Data section:
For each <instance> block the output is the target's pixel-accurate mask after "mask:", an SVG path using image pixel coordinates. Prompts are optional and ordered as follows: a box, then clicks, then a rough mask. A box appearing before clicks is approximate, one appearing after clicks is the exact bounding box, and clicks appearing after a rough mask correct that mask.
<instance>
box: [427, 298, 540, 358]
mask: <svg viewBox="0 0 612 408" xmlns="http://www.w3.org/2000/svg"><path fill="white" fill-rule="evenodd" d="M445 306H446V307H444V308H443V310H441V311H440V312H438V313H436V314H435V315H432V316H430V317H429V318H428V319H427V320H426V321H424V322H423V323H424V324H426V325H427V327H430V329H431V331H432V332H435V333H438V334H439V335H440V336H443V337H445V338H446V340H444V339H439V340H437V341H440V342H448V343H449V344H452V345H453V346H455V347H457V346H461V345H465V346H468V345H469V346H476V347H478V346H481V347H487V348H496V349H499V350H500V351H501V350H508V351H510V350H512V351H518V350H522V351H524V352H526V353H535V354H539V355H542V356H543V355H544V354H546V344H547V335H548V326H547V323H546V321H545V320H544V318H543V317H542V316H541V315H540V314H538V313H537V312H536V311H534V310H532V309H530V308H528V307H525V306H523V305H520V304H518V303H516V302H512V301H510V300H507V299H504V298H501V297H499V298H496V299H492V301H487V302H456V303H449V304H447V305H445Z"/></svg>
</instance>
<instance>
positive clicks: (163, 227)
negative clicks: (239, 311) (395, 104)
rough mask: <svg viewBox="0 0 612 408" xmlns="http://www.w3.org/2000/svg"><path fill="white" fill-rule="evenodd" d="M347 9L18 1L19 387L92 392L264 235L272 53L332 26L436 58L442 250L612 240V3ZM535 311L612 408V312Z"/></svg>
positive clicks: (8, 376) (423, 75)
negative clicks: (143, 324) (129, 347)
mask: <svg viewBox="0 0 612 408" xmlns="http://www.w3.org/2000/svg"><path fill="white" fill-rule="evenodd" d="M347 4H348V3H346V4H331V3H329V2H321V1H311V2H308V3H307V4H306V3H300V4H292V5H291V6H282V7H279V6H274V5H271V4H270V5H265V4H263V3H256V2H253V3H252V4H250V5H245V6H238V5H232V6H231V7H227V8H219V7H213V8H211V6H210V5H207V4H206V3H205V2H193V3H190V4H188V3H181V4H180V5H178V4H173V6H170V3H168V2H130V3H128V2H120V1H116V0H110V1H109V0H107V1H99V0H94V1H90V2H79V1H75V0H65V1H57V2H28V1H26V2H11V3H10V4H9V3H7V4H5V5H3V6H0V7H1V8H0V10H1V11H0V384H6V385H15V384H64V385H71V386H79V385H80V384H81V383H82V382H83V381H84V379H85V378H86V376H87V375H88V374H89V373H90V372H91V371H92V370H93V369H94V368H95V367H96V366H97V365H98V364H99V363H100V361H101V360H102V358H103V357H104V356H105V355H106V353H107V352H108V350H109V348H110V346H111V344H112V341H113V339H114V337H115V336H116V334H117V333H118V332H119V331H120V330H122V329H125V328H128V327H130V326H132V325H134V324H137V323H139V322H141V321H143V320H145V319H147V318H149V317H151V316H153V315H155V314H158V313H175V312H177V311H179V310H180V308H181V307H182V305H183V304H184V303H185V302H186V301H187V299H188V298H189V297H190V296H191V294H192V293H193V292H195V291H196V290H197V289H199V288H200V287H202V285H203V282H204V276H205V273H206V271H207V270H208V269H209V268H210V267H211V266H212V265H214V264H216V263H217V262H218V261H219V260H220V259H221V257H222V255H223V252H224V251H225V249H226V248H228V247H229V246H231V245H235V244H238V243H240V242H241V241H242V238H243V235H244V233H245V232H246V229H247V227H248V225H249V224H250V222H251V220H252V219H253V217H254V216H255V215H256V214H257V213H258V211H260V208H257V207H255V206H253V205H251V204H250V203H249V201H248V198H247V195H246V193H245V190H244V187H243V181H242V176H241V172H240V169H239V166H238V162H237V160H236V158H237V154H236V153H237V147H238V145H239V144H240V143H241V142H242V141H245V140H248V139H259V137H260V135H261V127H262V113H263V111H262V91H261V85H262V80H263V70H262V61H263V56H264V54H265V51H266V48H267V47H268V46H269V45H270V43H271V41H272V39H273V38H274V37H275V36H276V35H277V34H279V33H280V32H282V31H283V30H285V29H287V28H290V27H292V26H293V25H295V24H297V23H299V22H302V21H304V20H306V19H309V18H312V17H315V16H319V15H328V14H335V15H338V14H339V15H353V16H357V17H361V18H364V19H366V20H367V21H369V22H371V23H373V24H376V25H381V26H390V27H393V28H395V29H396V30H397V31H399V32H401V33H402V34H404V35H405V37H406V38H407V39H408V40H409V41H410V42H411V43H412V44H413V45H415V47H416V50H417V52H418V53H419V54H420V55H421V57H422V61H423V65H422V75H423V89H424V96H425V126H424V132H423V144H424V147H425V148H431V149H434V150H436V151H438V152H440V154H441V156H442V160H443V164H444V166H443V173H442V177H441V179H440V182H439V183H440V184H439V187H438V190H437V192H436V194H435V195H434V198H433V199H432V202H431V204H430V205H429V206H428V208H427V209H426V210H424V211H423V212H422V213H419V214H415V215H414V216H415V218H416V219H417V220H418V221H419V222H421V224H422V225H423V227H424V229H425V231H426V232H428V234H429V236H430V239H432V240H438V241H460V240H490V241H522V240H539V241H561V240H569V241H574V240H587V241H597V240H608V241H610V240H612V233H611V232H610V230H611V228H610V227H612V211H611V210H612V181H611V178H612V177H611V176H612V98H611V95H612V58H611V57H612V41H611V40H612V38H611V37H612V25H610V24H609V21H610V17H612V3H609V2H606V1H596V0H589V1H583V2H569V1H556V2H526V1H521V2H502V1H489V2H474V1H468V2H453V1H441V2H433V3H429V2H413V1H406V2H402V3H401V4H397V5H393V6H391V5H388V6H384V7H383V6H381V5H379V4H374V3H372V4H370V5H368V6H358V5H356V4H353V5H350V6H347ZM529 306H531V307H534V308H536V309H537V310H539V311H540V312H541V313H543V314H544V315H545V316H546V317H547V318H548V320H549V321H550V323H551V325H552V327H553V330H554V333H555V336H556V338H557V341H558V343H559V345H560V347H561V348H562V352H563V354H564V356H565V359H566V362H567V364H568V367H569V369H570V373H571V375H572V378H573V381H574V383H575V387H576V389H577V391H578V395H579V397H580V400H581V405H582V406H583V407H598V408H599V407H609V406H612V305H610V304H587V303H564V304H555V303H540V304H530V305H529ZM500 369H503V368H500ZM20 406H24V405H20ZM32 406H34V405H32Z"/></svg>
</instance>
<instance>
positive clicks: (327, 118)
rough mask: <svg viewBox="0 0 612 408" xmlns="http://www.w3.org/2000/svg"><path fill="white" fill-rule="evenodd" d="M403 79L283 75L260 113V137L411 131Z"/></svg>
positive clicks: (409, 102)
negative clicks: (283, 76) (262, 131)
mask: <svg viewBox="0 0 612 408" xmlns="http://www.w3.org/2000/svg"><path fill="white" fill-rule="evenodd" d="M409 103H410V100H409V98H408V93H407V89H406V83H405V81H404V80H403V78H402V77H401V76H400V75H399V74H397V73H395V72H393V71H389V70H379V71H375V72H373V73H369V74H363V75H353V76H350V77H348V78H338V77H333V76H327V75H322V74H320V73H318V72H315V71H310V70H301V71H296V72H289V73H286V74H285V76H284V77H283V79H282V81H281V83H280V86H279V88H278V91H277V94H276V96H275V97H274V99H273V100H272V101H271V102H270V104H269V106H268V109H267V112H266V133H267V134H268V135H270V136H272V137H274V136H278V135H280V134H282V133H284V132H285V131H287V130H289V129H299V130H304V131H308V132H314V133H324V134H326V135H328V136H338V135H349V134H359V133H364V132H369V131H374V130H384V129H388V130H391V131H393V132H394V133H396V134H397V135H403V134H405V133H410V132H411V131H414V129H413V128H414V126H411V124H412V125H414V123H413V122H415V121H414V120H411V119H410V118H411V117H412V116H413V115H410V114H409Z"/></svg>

Assigned task: Copy the records from the beginning up to and including the line with "box: [427, 298, 540, 358]", changing "rough mask" to "coarse mask" and leaving everything else the same.

Answer box:
For each <instance> block the output is the target's pixel-accurate mask after "mask:", an SVG path using image pixel coordinates. Prompts are optional and ordered as follows: a box, then clicks, then a coarse mask. A box appearing before clicks is approximate, one appearing after clicks is the exact bounding box, and clicks appearing after a coarse mask correct that mask.
<instance>
box: [427, 298, 540, 358]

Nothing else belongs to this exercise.